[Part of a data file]

============================================================

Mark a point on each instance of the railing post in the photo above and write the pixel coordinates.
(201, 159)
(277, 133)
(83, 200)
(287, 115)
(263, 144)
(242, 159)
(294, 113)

============================================================

Edit the data above so that "railing post" reads "fence post", and keep everything else the same.

Solution for this problem:
Mark a point on each instance of the fence post in the photo above and write the pixel coordinates.
(201, 159)
(277, 133)
(83, 200)
(287, 115)
(263, 144)
(242, 159)
(294, 113)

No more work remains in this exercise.